• **SET EXERCISE**
Rewrite the stretch from the line containing "Question. Identify the baby's nose" through the line containing "Query: left sink basin", replacing every "marker" with "pin" and leaving everything else unchanged.

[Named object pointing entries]
** START **
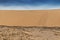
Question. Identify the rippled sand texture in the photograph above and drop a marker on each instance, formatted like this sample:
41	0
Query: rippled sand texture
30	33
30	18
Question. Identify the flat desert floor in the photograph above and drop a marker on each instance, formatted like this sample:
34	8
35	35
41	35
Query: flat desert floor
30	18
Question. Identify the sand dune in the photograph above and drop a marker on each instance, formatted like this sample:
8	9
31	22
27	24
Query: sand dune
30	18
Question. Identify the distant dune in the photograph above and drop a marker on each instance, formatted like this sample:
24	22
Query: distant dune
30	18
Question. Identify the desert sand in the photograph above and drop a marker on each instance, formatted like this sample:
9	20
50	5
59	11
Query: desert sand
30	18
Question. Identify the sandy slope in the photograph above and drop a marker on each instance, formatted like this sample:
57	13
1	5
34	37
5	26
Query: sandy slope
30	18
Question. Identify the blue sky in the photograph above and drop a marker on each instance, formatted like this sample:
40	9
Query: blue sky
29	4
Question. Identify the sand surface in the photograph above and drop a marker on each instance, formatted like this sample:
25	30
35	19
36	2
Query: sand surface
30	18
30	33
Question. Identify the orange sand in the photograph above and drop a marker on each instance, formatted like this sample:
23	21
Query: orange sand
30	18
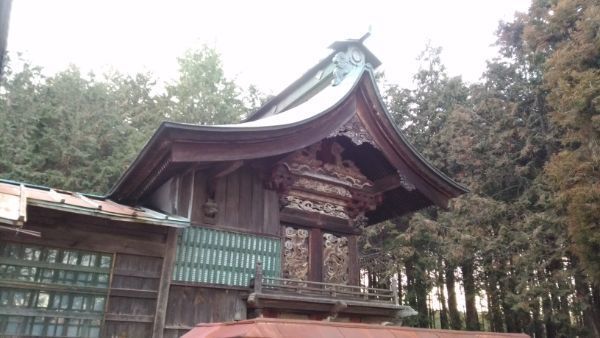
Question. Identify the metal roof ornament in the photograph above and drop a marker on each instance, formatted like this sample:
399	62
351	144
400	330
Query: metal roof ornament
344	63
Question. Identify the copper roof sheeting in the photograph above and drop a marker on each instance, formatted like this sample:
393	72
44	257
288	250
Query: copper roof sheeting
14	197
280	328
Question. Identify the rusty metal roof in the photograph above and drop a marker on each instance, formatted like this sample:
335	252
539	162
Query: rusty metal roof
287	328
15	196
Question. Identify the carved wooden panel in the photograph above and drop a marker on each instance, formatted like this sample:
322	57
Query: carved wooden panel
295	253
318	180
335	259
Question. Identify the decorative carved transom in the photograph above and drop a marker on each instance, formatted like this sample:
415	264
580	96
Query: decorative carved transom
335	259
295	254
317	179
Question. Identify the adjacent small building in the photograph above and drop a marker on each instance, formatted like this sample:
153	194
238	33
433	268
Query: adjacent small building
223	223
** END **
** START **
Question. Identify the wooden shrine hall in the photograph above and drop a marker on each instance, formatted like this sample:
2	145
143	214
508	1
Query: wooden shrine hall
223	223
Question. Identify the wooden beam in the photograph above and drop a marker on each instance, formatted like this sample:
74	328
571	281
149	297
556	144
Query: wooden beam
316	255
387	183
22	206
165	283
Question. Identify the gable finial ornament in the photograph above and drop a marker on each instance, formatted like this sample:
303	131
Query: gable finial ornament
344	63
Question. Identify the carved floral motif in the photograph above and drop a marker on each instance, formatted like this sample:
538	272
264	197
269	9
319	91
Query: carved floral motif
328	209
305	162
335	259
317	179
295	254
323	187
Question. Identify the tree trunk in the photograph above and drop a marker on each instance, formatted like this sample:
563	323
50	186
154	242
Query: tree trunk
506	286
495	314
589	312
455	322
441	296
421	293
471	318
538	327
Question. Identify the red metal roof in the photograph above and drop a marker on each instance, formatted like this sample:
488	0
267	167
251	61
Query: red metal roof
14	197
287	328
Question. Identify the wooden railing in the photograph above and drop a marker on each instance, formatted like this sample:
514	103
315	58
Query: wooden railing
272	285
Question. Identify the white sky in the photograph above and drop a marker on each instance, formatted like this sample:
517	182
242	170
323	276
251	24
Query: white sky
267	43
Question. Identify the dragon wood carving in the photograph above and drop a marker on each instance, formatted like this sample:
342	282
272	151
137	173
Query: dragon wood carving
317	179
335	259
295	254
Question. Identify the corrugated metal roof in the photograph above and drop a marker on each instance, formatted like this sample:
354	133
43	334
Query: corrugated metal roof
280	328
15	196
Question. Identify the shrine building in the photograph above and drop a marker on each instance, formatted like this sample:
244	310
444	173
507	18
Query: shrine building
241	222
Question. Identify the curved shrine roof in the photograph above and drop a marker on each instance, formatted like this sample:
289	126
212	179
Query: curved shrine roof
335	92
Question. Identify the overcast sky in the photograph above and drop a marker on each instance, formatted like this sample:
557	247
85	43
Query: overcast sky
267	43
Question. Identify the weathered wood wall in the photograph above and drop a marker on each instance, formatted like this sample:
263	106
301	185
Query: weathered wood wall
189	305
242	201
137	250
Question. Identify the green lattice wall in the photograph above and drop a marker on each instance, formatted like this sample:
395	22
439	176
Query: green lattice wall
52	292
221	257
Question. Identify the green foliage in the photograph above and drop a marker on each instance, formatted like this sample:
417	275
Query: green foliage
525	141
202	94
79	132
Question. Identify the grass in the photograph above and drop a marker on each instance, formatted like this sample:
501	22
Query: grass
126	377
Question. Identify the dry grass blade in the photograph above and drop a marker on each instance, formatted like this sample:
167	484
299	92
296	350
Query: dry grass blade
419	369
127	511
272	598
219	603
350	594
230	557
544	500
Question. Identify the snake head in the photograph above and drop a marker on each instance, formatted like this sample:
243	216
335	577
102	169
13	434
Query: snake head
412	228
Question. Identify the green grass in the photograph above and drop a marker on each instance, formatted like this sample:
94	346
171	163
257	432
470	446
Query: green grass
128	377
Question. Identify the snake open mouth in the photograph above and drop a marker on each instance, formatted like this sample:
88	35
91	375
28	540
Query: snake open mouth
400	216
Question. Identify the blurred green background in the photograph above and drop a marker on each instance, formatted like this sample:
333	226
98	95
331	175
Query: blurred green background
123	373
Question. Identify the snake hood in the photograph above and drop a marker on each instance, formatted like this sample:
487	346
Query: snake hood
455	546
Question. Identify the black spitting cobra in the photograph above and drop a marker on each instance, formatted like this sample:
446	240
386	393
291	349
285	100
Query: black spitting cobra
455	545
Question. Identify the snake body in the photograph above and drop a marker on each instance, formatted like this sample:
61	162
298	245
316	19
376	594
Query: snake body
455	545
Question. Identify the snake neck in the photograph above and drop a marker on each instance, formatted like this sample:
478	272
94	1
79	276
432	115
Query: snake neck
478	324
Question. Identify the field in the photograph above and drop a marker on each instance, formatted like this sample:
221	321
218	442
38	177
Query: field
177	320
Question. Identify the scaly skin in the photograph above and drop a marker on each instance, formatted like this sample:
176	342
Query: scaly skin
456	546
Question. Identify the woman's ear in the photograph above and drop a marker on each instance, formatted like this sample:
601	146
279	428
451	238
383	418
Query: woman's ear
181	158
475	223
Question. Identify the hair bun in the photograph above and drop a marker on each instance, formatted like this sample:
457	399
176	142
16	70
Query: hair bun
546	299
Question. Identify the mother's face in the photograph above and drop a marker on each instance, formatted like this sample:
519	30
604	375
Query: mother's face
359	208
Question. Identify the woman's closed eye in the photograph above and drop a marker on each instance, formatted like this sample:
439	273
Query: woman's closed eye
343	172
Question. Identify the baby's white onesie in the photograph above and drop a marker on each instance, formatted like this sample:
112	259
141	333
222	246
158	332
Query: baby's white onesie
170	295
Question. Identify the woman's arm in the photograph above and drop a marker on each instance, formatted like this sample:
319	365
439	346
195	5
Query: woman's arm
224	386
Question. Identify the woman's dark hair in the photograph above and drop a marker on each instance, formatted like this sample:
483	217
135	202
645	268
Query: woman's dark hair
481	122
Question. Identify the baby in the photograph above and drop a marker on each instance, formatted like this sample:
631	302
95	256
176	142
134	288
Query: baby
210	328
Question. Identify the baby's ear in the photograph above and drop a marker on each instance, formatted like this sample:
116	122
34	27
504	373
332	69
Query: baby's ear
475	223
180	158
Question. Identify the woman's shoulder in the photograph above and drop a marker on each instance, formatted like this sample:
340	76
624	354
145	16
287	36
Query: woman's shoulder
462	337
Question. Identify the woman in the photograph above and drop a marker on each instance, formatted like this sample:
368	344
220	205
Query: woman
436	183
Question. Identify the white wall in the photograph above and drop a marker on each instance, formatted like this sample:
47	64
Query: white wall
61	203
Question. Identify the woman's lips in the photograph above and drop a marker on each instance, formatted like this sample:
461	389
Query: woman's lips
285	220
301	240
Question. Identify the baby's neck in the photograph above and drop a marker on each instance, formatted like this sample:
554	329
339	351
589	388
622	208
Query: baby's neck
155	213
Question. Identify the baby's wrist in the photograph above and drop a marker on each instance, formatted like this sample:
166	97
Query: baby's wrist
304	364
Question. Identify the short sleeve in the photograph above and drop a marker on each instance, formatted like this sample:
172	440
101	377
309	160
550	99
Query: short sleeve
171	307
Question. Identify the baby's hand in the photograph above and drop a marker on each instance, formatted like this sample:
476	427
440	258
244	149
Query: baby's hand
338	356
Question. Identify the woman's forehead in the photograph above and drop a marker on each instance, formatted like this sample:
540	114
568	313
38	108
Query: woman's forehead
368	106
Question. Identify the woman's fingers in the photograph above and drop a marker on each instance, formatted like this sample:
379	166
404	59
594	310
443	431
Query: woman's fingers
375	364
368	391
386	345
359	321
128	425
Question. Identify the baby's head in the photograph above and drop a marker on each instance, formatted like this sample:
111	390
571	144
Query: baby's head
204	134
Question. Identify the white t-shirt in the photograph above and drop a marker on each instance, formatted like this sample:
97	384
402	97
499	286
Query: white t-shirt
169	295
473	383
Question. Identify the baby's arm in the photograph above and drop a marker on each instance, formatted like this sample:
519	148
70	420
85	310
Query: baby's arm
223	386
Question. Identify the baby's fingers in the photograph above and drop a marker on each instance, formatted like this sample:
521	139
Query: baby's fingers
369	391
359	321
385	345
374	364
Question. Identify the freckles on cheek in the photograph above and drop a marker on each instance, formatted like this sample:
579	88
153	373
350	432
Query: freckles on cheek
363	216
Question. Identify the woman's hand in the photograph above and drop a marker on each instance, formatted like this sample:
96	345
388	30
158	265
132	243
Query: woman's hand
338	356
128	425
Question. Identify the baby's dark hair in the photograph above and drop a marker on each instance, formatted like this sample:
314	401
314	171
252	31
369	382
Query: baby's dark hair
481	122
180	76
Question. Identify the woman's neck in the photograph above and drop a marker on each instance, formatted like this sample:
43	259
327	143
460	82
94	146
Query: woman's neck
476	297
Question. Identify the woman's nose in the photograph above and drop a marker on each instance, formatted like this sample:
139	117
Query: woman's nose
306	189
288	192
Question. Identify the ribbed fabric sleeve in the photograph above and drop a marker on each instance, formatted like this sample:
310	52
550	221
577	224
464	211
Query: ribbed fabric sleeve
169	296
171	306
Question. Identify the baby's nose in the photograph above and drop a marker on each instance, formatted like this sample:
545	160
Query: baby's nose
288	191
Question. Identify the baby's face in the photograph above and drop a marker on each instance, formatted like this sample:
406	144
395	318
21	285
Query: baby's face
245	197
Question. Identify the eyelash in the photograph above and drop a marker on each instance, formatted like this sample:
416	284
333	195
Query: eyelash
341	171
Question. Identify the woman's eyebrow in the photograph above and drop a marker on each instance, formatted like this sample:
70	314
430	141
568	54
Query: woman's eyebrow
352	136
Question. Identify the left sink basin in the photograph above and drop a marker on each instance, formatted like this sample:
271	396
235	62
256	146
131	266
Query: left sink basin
** END **
** START **
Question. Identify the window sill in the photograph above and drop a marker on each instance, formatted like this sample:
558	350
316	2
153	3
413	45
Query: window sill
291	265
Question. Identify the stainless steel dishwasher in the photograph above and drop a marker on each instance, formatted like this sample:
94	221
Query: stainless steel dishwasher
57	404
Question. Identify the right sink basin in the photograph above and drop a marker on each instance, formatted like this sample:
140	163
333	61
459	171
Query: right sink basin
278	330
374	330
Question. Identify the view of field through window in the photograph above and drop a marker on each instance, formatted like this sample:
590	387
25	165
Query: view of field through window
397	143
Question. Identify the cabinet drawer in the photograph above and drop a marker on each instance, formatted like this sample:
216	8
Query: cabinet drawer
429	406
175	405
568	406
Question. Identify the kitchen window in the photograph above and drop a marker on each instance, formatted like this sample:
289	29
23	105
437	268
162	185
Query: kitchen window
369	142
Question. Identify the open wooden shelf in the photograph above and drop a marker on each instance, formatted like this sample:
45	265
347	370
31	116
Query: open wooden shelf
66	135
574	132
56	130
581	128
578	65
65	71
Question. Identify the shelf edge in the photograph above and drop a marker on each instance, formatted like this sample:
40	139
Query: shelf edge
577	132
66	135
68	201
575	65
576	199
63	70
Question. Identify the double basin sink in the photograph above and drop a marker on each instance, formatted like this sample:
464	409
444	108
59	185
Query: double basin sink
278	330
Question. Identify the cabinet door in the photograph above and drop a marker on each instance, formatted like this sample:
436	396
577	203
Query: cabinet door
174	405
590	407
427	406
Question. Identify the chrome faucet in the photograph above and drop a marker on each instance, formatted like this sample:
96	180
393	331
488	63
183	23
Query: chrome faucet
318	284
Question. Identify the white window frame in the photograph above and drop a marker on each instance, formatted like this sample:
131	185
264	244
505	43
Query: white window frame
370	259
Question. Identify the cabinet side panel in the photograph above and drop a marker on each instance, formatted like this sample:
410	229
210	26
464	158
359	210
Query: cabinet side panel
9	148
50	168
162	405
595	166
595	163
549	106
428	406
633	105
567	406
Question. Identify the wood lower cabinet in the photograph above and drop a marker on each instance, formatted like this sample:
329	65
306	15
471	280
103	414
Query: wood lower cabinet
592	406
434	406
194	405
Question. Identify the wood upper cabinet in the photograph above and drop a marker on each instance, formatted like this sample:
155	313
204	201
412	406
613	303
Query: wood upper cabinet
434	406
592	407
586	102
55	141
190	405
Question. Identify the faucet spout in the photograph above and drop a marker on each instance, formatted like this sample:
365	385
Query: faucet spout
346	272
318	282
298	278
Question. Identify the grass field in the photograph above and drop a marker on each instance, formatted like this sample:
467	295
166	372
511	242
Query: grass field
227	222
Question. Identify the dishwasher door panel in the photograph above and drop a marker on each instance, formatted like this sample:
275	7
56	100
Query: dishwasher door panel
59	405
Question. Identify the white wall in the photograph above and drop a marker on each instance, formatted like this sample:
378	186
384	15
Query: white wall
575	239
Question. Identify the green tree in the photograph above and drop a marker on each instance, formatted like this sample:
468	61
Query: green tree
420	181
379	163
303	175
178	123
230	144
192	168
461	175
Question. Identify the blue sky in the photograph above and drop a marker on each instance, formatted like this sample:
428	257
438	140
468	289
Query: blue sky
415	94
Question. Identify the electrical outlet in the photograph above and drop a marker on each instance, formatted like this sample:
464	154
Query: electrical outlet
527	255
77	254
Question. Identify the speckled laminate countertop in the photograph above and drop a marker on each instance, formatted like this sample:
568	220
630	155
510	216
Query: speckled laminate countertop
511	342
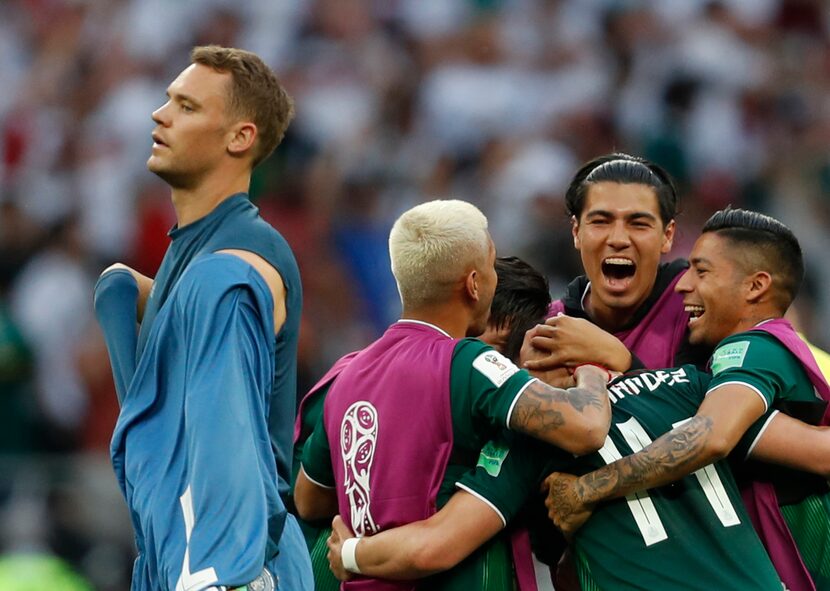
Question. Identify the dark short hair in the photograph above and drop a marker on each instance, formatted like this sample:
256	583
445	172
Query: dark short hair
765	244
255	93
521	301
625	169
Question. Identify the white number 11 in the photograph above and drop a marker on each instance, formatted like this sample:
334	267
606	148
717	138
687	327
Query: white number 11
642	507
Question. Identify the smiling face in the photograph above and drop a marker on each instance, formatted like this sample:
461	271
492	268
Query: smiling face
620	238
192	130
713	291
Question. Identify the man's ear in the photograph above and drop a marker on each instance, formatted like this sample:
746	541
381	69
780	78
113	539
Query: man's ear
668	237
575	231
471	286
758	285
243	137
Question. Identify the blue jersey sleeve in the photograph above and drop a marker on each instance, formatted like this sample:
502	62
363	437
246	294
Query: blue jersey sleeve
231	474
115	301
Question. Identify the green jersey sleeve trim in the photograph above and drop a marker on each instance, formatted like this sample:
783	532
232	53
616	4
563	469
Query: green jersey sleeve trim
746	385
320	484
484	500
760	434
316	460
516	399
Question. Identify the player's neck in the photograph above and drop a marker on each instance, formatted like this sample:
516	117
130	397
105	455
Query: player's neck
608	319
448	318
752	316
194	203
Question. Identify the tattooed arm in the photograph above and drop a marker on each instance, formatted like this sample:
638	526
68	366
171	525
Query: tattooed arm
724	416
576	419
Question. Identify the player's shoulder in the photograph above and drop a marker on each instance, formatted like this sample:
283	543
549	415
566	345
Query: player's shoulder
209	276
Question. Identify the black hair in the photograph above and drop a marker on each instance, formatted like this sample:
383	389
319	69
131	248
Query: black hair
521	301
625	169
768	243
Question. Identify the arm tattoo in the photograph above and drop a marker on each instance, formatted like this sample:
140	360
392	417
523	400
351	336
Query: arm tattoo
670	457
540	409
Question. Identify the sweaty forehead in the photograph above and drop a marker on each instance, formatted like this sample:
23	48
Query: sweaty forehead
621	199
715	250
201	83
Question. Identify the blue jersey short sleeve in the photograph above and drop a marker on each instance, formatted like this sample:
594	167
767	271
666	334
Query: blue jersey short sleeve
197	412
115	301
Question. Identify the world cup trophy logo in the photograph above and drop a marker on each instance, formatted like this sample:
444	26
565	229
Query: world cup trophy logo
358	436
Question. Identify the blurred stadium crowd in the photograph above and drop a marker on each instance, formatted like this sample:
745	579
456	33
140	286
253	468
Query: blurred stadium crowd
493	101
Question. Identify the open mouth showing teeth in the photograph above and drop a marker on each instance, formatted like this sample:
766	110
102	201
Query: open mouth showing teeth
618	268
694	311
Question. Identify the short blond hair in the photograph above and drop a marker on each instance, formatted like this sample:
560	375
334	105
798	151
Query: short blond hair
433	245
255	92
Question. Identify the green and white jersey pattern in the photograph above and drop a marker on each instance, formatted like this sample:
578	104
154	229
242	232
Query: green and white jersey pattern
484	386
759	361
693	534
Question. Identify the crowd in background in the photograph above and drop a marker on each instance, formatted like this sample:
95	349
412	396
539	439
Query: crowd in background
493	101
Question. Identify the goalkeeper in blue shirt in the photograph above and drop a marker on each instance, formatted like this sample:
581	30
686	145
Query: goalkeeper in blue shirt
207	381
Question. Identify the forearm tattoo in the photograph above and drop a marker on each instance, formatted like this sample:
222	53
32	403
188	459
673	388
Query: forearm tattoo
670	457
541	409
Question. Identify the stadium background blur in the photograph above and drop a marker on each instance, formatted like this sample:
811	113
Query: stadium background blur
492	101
** END **
• **WRITTEN ANSWER**
Question. Identify the baby's nose in the photograph above and drop a pin on each instance, formatted like this sample:
545	160
Query: baby's nose
288	191
Question. Identify the baby's face in the photograph above and drop a pin on each instance, formatted like this sample:
406	144
395	318
21	285
Query: baby's face
245	197
Question. Identify the eyelash in the photograph above and drop a pin on each instance, formatted like this sample:
416	284
333	195
Query: eyelash
341	171
Question. Identify the woman's eyebrow in the photograph above and drop a pin on each instance, formatted like this sample:
70	314
430	141
568	54
Query: woman's eyebrow
352	136
Question. Identify the left sink basin in the photograph above and drop a pin on each instance, formatted like this sample:
271	396
235	62
256	146
131	266
Query: left sink basin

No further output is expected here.